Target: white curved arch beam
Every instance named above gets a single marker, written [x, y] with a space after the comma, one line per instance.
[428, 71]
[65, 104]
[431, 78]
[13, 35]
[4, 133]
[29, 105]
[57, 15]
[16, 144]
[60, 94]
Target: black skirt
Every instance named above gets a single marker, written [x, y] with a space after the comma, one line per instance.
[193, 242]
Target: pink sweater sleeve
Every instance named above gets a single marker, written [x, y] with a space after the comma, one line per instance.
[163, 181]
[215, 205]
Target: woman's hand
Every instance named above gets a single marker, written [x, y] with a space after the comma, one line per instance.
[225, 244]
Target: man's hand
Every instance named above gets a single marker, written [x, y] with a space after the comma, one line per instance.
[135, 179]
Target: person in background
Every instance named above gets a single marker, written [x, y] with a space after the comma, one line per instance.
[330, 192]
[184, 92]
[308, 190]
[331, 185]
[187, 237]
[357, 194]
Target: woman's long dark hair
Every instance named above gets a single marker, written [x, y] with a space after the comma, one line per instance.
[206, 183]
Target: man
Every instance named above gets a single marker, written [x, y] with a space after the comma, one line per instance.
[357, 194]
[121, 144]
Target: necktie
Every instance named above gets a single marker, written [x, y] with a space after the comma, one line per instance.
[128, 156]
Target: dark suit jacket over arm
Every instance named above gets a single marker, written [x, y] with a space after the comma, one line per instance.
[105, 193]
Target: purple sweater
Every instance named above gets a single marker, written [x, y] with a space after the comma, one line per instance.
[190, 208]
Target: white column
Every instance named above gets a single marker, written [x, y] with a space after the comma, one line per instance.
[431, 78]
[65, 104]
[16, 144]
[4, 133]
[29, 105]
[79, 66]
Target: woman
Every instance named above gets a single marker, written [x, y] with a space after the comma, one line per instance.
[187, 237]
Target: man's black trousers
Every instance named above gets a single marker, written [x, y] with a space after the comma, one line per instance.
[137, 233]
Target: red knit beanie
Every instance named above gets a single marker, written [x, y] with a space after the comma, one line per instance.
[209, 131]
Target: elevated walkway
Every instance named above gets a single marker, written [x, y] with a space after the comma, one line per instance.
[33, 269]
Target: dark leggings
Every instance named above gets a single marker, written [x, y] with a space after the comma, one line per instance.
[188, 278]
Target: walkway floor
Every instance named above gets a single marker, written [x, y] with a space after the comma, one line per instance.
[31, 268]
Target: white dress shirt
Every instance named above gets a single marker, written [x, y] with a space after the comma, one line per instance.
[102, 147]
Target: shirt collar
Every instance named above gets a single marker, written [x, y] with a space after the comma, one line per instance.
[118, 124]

# Exercise task
In the entries above, take the line containing "Target: dark leggings" and each later line through the last, and repeat them exactly. Output nothing else.

# Answer
Target: dark leggings
Every instance named above gets a single marker, written [x, y] with a space after the comma, one line per instance.
[188, 278]
Target: walkway floor
Every instance named above gets a single marker, written [x, y] with a space after the comma, one line per instance.
[31, 268]
Target: white dress shirt
Every instance named above gets a single marker, written [x, y] with a space after the comma, one line per instance.
[102, 147]
Target: shirt collar
Every instance named above gets a single marker, written [x, y] with a space after the comma, one line per instance.
[118, 124]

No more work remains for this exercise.